I used to frequent this brewpub when I lived in Louisville a few years back. Great atmosphere, and the deck was always fun in the spring. Looks like they've branched out in their distribution. Definitely worth a try if you can find it!


----------



## newcigarz

If you like IPAs I would highly recommend this one. Pours a Nice copper color 
with thick head. Floral notes and full Hops flavor without being too overpowering. An excellent example of a double IPA.:2

Great Divide Hercules Double IPA @ 9.1% ABV

Click for Big pic!


----------



## sspolv

Newcigarz, I can't thank you enough for your involvement in this thread! You're truly making it a wonderful experience. Anyway, to reviews!

*Harp Lager*
Ah, Harp. I drink Harp with a certain amount of trepidation. It's taste is excellent, a really fine lager. Its hop to malt ratio is tilted a bit more towards the hop side, but with a good malt underlay that doesn't disappoint. It's slightly flowery and puckery in the mouth, and has a fresh, clean taste. However, this beer is a cruel mistress, because as soon as I've drank just one pint...I feel horrible. I don't know what it is, either. It's a good ale and I really like it, but for some reason I can't stomach more than just one pint. Anyway, mine came in a bottle and at 5% ABV, if it suits you, its a fine session beer that I could only imagine would work wonders with pizza, wings, or all sorts of nummy edibles.

*Anchor Steam*
Ah, now this is a beer I like! Brewed in San Fran, I happened upon this beer after hearing quite a bit about it. Pours an amber color with almost no head, it smells like your typical beer. A sip yields a beer that, while carrying the hops that so many like, also features a wonderful malty body. To say that this beer is either hop oriented or malt oriented would be a lie. It was a skillful balance. Great flavor, clean mouth feel and taste, and is slightly crisp and not heavy at all. And, to top it off, it comes in a cool bottle. At 4.9% ABV, it is quite easy to drink a few of these. Unfortunately, around here, it's pretty rare and I managed to find the bottle I drank in Ithaca, if it was around it'd be my go to beer for a comfortable night of tv, or even with a cigar, potentially.

*Saranac Black and Tan*
An interesting beer. Definitely a roasty, malty beer. When I drank it, it seemed almost cloyingly sweet but I revisited it (thank you Trail Mix sampler pack!), it wasn't sweet at all, but rather a malty, slightly overcarbonated brew. It was pretty good, honestly, and at the price point it was even better. Really a malty mix with limited focus on the hops. Sits pretty at 5.4% ABV. Frankly, I recommend all Saranac beers because they taste pretty good for the price they're sold at.

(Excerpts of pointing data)
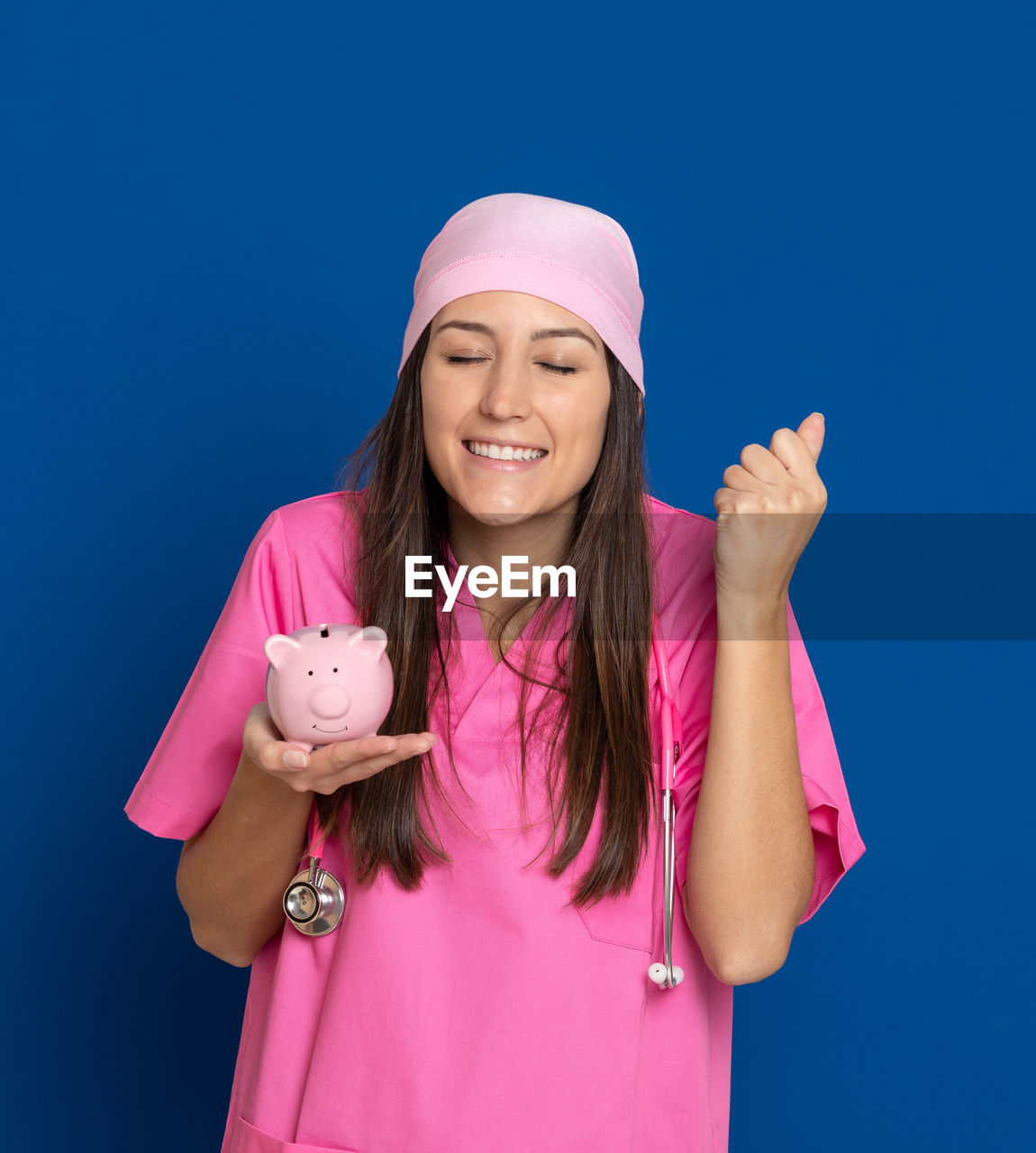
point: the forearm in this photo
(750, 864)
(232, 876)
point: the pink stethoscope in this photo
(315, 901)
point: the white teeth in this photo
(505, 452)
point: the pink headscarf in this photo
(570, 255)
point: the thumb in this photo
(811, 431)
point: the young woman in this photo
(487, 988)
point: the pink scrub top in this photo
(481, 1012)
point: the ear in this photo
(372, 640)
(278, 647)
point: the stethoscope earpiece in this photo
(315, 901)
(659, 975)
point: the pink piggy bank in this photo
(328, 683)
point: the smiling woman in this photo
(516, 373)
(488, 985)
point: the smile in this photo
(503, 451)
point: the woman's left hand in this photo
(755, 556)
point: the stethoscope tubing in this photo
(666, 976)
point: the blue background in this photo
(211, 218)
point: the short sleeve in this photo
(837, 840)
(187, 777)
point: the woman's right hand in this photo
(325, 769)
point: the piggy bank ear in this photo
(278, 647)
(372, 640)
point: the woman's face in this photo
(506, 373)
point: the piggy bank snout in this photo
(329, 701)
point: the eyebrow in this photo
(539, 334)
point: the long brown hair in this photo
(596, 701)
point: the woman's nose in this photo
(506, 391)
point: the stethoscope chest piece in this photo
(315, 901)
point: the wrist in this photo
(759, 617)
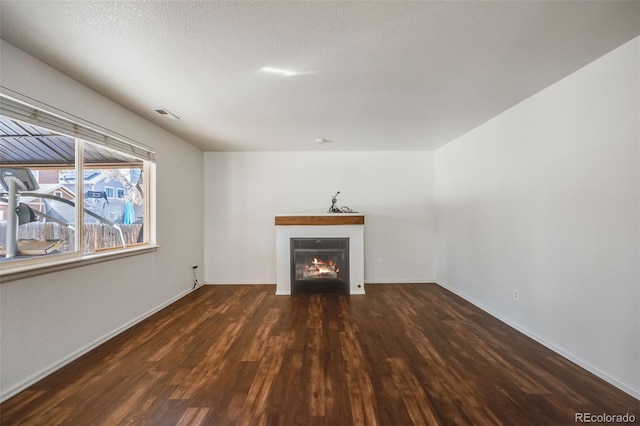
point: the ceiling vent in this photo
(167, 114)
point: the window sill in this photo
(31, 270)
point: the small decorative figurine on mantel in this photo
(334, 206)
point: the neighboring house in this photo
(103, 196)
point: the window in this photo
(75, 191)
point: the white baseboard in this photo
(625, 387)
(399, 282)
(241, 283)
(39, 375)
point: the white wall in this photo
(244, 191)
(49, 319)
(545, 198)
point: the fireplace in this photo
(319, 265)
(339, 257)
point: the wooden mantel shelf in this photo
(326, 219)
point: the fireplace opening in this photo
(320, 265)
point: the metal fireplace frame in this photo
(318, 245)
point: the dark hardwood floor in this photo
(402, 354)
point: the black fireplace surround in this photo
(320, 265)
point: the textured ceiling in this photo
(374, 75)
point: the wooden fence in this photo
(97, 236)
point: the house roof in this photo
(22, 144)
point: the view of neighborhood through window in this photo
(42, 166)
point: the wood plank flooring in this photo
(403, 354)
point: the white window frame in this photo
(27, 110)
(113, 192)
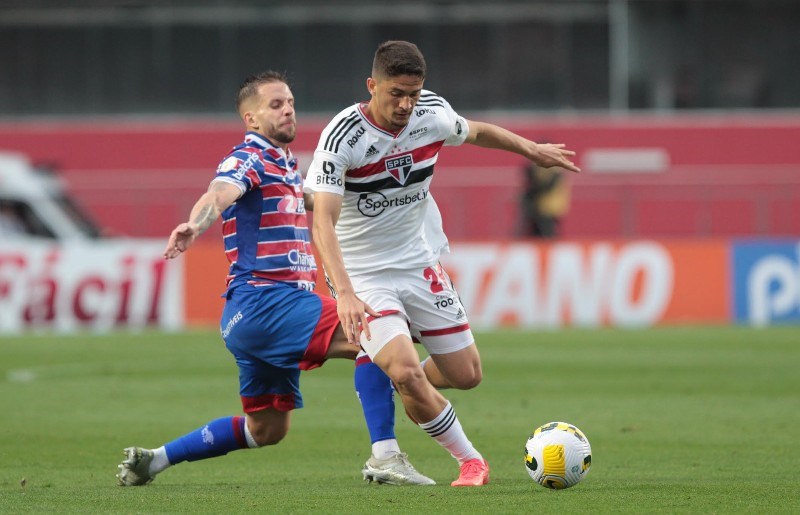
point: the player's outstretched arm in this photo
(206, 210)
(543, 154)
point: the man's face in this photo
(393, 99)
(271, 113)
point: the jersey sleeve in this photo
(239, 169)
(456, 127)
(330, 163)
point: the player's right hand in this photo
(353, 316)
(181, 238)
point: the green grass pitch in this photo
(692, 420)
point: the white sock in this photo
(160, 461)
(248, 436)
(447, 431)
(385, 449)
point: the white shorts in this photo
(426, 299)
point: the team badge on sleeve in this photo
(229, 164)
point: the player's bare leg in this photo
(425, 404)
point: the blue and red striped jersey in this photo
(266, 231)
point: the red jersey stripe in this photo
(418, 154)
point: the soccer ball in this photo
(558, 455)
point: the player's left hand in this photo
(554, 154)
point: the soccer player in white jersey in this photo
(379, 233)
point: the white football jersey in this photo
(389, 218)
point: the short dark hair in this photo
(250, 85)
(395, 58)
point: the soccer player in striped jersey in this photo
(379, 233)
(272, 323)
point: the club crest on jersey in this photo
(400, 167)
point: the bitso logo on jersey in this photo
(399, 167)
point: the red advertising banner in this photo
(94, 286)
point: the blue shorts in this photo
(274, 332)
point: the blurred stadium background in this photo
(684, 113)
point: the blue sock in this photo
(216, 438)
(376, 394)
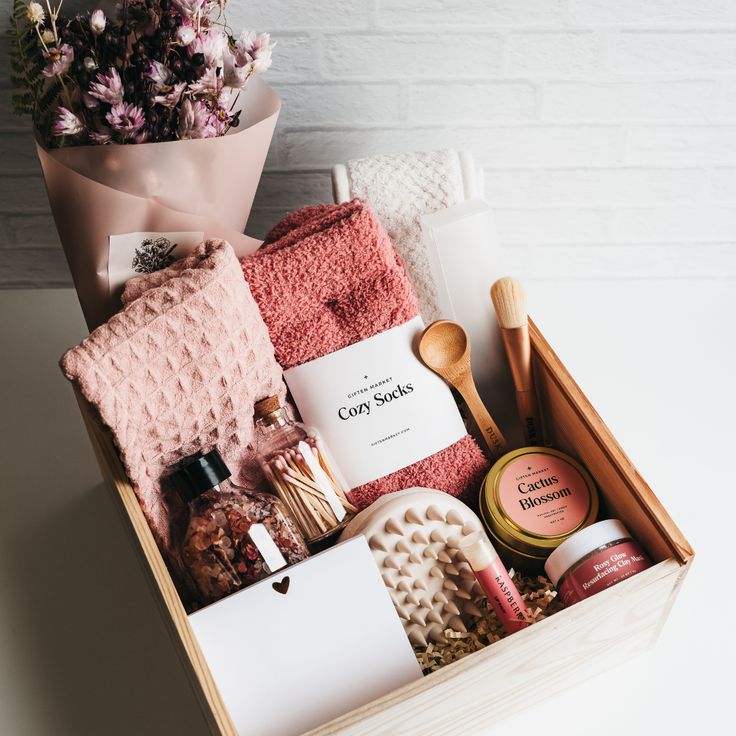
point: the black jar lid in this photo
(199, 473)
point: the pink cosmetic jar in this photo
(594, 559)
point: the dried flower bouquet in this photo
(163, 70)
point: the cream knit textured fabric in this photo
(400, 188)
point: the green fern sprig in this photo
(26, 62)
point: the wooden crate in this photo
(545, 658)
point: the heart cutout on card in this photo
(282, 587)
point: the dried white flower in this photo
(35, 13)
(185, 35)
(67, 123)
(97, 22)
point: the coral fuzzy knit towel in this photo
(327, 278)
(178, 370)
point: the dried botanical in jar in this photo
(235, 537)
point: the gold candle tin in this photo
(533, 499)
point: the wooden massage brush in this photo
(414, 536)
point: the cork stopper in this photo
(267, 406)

...

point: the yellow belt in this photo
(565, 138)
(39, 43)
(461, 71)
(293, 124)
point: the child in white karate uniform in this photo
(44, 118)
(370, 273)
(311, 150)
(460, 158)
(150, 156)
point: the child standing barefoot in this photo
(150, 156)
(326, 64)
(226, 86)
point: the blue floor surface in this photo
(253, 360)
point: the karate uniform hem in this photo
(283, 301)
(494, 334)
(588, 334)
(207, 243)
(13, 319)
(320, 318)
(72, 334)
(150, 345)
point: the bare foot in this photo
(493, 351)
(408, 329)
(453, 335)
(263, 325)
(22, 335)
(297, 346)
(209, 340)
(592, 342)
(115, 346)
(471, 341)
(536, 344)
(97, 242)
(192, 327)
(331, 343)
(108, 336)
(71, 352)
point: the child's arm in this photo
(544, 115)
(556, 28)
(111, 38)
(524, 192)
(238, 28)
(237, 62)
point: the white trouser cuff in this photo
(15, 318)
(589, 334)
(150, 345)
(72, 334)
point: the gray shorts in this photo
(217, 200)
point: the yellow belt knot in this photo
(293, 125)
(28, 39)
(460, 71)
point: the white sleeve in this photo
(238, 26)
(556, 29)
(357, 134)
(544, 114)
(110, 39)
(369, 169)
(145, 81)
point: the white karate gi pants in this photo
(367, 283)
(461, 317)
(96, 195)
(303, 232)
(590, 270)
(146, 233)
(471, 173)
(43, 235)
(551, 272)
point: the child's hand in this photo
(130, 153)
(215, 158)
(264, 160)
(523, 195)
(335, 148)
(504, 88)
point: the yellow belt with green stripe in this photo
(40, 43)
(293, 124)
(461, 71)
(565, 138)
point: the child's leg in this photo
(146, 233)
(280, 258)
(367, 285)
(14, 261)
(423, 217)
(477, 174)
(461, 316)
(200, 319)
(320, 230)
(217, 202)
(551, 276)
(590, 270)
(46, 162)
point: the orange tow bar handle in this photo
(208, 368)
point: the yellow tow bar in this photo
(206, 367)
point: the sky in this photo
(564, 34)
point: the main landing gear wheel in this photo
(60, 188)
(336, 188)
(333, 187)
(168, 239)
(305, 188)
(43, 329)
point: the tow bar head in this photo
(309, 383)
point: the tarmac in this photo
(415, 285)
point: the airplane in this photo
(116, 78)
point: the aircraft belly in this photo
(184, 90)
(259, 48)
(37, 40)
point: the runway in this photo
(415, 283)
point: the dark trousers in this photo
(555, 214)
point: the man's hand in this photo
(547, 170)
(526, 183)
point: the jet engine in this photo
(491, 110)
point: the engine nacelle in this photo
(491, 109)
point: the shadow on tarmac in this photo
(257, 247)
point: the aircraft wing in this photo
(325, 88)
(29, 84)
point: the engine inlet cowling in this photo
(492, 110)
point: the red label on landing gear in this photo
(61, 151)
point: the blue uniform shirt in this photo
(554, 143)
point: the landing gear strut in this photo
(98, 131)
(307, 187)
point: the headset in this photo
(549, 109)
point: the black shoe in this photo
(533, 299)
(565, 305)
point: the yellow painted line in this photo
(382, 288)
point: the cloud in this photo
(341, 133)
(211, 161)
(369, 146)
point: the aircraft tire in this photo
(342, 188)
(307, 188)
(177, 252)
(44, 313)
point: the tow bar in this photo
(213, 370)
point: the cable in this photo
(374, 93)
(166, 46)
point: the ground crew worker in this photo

▸ What the task asks: Where did the reviewer in the beer review thread find the bottle of Anchor Steam they drank?

▸ Written solution: In Ithaca.